First impressions tour:

  • Left sidebar: Your downloaded models
  • Center: The chat interface (looks familiar, right?)
  • Top: Search and download new models
  • Bottom: Settings and system resources

Step 2: Downloading Your First Model

The paradox of choice: There are thousands of models available. For your first time, I’ll keep it simple.

Recommended starter model: Llama 3.2 3B Instruct (or current equivalent)

Why this one?

  • Small enough to run on most computers (3-4GB download)
  • Fast responses
  • Good at following instructions
  • Won’t max out your system

How to download:

  1. Click the search/download icon (top of LM Studio)
  2. Type “Llama 3.2 3B”
  3. Look for “Instruct” in the name
  4. Find one that says “GGUF” format (this is optimized for local running)
  5. Click download
  6. Wait 5-15 minutes, depending on your connection

While you wait: Brief explanation of what’s downloading: You’re downloading billions of mathematical parameters, compressed into a single file. This is the entire ‘brain’ of the AI, trained on massive amounts of text.

Step 3: Loading and Chatting

Loading your model

When you download a model and “load” it, you’re running or using the model. Think of it like downloading a movie and pressing play, or downloading a program and launching it.

  1. Once downloaded, it appears in your left sidebar
  2. Click it
  3. Click “Load Model” at the top
  4. Watch the loading bar (your computer is reading the model into memory)
  5. When it says “Model loaded,” you’re ready

Your first conversation

Start simple:

  • “Hello, who are you?”
  • “What can you help me with?”

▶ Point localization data
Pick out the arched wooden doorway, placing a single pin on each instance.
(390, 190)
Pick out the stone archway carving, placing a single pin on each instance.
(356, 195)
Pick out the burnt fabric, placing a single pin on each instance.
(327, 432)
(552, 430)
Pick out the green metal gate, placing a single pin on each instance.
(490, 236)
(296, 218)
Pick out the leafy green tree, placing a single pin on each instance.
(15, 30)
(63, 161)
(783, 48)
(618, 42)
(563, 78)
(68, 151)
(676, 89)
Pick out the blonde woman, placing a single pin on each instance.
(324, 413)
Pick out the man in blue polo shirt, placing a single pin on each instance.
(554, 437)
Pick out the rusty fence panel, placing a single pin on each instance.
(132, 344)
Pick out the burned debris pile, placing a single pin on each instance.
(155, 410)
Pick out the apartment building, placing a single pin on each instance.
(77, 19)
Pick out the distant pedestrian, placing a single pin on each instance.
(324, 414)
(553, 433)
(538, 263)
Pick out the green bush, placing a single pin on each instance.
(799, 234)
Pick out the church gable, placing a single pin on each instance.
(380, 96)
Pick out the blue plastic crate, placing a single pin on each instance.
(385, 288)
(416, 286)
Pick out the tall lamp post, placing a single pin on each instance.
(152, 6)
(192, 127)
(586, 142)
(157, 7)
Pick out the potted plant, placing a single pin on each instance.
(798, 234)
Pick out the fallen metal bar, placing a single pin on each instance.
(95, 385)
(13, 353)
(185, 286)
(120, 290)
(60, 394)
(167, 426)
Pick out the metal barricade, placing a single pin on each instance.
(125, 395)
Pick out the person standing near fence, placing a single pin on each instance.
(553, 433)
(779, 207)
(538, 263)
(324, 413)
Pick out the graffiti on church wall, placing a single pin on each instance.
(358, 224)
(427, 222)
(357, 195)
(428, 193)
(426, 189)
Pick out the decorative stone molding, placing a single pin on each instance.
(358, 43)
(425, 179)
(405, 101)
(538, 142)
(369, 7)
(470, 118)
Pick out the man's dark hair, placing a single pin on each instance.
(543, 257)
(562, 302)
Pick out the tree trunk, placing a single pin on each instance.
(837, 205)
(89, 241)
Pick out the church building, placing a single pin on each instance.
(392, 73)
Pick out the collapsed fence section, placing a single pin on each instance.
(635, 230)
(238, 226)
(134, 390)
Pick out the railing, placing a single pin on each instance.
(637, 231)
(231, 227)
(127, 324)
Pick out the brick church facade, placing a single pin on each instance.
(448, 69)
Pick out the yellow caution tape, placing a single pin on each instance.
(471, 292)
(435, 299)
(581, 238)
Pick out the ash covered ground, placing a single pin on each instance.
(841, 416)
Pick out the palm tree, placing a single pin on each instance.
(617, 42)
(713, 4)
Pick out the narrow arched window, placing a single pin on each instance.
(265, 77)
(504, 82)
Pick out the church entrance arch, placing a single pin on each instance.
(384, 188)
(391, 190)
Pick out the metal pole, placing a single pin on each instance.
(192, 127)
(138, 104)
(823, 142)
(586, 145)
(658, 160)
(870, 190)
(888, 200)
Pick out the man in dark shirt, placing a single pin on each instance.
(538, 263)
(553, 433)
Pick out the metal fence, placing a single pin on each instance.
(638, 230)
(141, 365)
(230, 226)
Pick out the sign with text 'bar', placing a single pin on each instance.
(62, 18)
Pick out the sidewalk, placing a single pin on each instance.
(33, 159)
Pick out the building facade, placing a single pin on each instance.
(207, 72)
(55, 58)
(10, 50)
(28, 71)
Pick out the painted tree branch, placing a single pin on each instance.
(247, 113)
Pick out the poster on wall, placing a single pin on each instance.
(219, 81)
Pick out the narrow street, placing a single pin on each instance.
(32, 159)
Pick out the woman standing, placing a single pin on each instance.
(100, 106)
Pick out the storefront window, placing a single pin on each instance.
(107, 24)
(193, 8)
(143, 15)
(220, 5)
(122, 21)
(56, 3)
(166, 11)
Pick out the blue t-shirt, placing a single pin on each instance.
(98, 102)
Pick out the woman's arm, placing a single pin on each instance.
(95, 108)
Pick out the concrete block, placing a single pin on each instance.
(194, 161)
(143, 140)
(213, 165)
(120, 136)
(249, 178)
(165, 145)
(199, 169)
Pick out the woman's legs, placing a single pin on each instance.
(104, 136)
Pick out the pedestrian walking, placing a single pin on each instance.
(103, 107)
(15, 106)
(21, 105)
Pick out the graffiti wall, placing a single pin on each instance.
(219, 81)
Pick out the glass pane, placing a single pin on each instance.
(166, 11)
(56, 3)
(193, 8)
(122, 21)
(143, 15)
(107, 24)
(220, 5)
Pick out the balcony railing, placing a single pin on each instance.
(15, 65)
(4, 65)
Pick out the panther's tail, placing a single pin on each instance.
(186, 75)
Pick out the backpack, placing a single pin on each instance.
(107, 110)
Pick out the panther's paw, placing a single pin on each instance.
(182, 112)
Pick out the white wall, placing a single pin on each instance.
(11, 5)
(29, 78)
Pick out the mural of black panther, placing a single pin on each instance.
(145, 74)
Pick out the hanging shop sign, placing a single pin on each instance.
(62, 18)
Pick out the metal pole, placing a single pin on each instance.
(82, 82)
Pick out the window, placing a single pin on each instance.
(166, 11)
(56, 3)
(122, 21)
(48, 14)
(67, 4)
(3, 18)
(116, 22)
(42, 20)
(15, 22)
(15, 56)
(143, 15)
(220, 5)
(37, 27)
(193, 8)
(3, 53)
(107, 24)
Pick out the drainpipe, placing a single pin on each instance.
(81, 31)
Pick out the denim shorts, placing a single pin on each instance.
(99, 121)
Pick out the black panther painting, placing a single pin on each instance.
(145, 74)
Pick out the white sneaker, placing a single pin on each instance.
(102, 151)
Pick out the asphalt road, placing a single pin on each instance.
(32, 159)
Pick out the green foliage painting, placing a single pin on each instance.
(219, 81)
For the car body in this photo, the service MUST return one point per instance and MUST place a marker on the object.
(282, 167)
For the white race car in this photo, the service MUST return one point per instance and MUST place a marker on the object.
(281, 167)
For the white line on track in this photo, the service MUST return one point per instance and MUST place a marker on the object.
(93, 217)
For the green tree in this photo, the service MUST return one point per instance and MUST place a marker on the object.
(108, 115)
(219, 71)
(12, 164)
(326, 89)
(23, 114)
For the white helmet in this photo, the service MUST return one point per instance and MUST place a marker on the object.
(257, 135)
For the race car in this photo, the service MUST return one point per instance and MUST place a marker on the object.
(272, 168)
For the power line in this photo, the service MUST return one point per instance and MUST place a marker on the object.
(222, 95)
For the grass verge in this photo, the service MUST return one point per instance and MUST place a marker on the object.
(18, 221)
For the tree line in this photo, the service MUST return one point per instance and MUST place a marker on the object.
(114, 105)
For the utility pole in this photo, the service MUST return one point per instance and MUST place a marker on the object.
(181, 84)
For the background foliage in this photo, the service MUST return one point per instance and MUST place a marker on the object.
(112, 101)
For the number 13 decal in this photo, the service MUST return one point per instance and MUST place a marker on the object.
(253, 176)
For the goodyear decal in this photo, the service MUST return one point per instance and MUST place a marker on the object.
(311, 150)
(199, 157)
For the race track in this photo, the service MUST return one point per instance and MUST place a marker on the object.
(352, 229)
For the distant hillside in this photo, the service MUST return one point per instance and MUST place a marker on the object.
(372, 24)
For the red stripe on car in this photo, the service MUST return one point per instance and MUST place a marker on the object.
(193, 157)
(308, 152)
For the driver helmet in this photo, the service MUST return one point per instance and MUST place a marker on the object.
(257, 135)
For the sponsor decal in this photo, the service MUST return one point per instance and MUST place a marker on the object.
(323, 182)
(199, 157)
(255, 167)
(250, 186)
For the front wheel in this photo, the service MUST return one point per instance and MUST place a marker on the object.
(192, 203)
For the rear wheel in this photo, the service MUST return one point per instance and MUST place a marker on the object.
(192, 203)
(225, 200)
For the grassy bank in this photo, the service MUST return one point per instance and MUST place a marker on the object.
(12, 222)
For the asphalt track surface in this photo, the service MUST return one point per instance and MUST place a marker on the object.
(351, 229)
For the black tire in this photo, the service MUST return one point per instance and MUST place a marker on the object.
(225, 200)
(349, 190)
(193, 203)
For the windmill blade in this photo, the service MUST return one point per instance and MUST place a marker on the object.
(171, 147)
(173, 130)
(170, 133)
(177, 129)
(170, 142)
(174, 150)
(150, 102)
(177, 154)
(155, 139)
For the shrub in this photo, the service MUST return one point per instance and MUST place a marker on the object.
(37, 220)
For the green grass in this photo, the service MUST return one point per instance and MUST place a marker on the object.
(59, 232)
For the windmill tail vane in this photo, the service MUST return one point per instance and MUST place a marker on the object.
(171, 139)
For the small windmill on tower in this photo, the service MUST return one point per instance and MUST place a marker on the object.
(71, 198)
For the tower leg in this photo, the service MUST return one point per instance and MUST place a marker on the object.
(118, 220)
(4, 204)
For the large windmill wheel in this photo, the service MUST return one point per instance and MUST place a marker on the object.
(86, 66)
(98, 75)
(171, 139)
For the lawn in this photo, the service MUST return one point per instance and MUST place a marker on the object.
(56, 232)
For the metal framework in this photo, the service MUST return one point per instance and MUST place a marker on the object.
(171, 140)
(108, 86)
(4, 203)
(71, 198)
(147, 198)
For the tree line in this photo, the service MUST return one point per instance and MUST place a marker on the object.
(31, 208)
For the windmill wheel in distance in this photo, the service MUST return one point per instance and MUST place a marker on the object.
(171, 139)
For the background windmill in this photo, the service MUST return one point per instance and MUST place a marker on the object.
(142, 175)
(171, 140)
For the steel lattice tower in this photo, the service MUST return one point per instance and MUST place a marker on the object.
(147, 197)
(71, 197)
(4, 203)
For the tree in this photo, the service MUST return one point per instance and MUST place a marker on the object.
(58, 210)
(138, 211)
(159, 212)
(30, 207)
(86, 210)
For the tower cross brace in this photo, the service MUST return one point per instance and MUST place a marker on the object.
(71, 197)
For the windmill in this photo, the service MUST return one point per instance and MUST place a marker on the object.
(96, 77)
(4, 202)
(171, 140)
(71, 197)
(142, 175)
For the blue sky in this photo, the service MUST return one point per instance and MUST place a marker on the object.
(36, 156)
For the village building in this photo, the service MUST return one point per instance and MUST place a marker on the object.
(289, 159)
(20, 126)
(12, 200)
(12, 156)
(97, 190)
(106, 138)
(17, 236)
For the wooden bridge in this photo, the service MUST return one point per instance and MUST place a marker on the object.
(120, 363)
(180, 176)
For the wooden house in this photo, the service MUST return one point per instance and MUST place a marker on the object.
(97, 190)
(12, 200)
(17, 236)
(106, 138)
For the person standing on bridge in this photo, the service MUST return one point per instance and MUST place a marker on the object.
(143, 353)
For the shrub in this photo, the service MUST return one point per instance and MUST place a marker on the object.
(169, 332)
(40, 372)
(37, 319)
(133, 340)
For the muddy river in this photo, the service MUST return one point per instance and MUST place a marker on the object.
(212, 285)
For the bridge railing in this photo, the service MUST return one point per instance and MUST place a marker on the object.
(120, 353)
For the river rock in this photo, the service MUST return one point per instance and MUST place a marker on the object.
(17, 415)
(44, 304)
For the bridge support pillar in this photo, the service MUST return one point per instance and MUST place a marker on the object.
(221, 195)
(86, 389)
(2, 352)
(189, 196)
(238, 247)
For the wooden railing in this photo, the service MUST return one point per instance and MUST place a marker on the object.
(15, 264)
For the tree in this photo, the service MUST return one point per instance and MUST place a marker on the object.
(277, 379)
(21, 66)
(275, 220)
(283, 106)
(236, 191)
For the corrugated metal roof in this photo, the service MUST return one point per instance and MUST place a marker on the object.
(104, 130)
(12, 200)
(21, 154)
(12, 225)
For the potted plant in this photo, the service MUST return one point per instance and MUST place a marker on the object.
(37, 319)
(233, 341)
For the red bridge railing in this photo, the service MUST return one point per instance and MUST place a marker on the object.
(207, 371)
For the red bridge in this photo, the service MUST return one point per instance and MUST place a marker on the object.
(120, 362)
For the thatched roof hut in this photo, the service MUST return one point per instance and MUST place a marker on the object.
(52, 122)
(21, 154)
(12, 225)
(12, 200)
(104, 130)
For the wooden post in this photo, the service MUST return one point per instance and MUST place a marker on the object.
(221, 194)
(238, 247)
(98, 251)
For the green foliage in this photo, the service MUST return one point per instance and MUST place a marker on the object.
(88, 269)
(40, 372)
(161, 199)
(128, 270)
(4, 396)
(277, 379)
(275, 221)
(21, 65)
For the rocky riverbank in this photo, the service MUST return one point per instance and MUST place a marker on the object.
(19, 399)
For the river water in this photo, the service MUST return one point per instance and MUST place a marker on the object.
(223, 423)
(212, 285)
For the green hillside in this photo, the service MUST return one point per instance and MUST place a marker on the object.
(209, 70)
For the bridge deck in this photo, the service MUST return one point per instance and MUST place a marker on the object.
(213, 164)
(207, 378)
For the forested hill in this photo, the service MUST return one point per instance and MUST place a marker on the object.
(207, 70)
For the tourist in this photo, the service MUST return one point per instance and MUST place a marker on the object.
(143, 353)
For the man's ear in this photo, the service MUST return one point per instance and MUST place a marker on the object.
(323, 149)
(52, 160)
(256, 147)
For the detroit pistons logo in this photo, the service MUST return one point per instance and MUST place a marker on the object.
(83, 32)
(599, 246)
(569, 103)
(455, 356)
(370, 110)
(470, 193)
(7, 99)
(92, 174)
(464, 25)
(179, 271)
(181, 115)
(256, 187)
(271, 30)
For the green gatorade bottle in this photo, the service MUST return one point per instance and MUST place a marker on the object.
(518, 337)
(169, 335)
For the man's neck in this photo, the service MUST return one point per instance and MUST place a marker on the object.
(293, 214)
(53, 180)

▶ Try it
Reproduce the LM Studio guide in full, word for word. Work only from the LM Studio guide.

▶ Completed exercise
First impressions tour:

  • Left sidebar: Your downloaded models
  • Center: The chat interface (looks familiar, right?)
  • Top: Search and download new models
  • Bottom: Settings and system resources

Step 2: Downloading Your First Model

The paradox of choice: There are thousands of models available. For your first time, I’ll keep it simple.

Recommended starter model: Llama 3.2 3B Instruct (or current equivalent)

Why this one?

  • Small enough to run on most computers (3-4GB download)
  • Fast responses
  • Good at following instructions
  • Won’t max out your system

How to download:

  1. Click the search/download icon (top of LM Studio)
  2. Type “Llama 3.2 3B”
  3. Look for “Instruct” in the name
  4. Find one that says “GGUF” format (this is optimized for local running)
  5. Click download
  6. Wait 5-15 minutes, depending on your connection

While you wait: Brief explanation of what’s downloading: You’re downloading billions of mathematical parameters, compressed into a single file. This is the entire ‘brain’ of the AI, trained on massive amounts of text.

Step 3: Loading and Chatting

Loading your model

When you download a model and “load” it, you’re running or using the model. Think of it like downloading a movie and pressing play, or downloading a program and launching it.

  1. Once downloaded, it appears in your left sidebar
  2. Click it
  3. Click “Load Model” at the top
  4. Watch the loading bar (your computer is reading the model into memory)
  5. When it says “Model loaded,” you’re ready

Your first conversation

Start simple:

  • “Hello, who are you?”
  • “What can you help me with?”